→ **Document text**:
§ §

Heterogeneous stock mice are derived from inbred strains using various outbreeding procedures (Chia et al. 2005). QTL mapping in these populations offers markedly higher resolution as compared to simple intercrosses (Talbot et al. 1999; Svenson et al. 2012). However, despite efforts to randomize the mating process, individuals in outbred mouse populations display varying levels of relatedness (Aldinger et al. 2009; Iancu et al. 2012). Furthermore, an in-depth analysis of the structure of a heterogeneous stock mouse population revealed that relatedness is not evenly distributed across the genome and individual chromosomes can have effects on phenotype that are distinct from the whole genome kinship information (Iancu et al. 2012) adding another layer of complexity. Therefore, mapping strategies employed in outbred populations need to adjust for this confounding factor (e.g., Cheng et al. 2011 and references therein).

Attempts to adjust for population substructure fall into several categories. In human association studies, genomic control (Devlin et al. 2000) structured association (Pritchard et al. 2000) and principal component analysis (Patterson et al. 2006) are the most commonly employed procedures. In mouse populations, the relatively large effect size of the kinship structure seems to favor an alternative mixed-model approach (Kang et al. 2008). In a further refinement of this approach (Iancu et al. 2012), we recently demonstrated that it is possible to simultaneously detect strain-specific effects and also correct for population structure.

§ §

→ **Records shown**:
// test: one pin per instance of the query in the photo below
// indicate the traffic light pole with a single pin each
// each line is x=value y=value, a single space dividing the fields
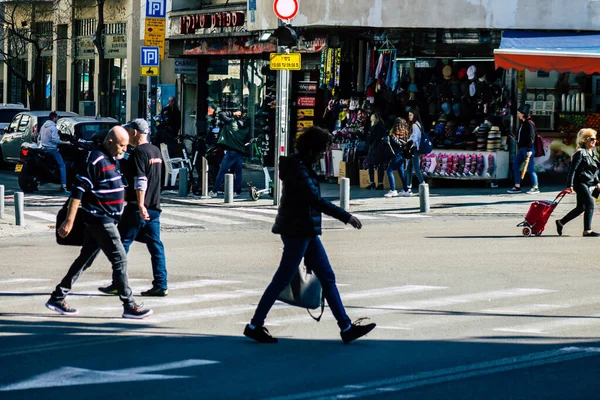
x=282 y=122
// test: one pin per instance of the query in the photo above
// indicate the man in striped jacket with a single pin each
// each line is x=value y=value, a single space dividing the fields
x=101 y=192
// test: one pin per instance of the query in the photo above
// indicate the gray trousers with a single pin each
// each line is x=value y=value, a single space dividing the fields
x=98 y=237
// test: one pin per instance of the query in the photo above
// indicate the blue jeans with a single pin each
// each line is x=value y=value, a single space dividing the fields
x=98 y=237
x=61 y=164
x=132 y=226
x=519 y=158
x=414 y=164
x=397 y=164
x=315 y=259
x=234 y=160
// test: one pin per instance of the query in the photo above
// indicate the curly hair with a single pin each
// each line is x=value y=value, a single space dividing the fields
x=583 y=135
x=313 y=140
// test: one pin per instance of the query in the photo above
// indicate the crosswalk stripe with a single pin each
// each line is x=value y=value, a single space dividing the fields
x=205 y=218
x=432 y=303
x=46 y=216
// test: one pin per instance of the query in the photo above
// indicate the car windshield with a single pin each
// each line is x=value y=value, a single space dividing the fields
x=7 y=115
x=85 y=131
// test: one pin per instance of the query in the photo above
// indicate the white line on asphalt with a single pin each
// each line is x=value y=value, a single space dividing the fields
x=199 y=217
x=427 y=378
x=406 y=216
x=554 y=324
x=42 y=215
x=430 y=303
x=390 y=291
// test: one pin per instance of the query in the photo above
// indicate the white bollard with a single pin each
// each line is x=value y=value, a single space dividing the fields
x=424 y=197
x=19 y=209
x=345 y=193
x=228 y=188
x=1 y=201
x=204 y=177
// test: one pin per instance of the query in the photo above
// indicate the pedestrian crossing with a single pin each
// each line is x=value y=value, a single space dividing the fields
x=403 y=310
x=208 y=217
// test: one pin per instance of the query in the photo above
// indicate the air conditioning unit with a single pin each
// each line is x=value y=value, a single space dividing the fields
x=87 y=108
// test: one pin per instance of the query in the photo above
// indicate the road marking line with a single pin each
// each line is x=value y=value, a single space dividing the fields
x=42 y=215
x=430 y=303
x=204 y=218
x=558 y=323
x=427 y=378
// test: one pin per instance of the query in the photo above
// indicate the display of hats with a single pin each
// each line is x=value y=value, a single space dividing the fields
x=472 y=72
x=447 y=72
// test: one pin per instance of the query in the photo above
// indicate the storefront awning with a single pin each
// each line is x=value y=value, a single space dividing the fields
x=549 y=51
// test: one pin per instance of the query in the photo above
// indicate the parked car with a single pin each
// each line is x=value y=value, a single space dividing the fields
x=22 y=129
x=8 y=112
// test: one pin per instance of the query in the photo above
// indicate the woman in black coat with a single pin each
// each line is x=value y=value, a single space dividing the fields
x=376 y=134
x=298 y=222
x=583 y=176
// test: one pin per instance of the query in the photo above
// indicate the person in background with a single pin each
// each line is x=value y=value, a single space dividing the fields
x=398 y=139
x=298 y=222
x=233 y=138
x=142 y=168
x=414 y=141
x=525 y=140
x=377 y=133
x=49 y=141
x=101 y=191
x=583 y=178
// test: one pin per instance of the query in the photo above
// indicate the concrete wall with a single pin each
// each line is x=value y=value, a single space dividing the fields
x=491 y=14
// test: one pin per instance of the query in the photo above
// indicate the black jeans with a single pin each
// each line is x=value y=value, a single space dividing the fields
x=585 y=204
x=98 y=237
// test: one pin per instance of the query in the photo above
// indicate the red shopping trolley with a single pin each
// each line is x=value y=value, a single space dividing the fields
x=539 y=213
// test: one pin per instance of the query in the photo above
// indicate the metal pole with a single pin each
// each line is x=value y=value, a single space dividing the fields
x=204 y=177
x=183 y=182
x=1 y=201
x=345 y=193
x=228 y=188
x=19 y=208
x=281 y=124
x=424 y=197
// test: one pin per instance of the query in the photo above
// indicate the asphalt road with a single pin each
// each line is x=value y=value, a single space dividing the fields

§ §

→ **Task set**:
1. Please copy the passage on outbred mouse mapping word for word, from "Attempts to adjust" to "for population structure.".
2. List the procedures that the passage on outbred mouse mapping names as most commonly employed in human association studies.

→ **Results**:
1.
Attempts to adjust for population substructure fall into several categories. In human association studies, genomic control (Devlin et al. 2000) structured association (Pritchard et al. 2000) and principal component analysis (Patterson et al. 2006) are the most commonly employed procedures. In mouse populations, the relatively large effect size of the kinship structure seems to favor an alternative mixed-model approach (Kang et al. 2008). In a further refinement of this approach (Iancu et al. 2012), we recently demonstrated that it is possible to simultaneously detect strain-specific effects and also correct for population structure.

2. Genomic control, structured association, principal component analysis